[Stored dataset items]

--------------------

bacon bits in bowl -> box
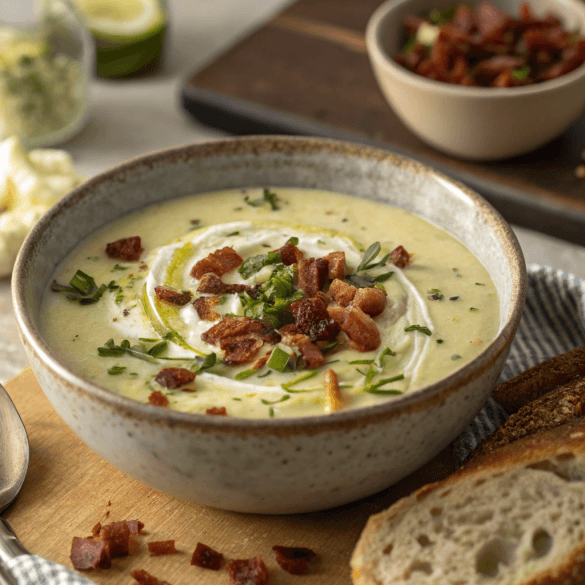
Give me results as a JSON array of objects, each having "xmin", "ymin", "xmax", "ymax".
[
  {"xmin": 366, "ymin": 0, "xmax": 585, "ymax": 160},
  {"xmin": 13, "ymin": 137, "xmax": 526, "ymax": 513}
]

--------------------

Rescale every bounding-box coordinate in the answers of all the records above by multiplying it by 0.25 and rounding to a whole number, with halves rounded up. Reproduce all the lines with the requests included, but omit the pictures.

bacon bits in bowl -> box
Give me results as a JSON array of objects, each having "xmin", "ymin", "xmax", "ymax".
[
  {"xmin": 92, "ymin": 0, "xmax": 146, "ymax": 40},
  {"xmin": 3, "ymin": 34, "xmax": 132, "ymax": 128}
]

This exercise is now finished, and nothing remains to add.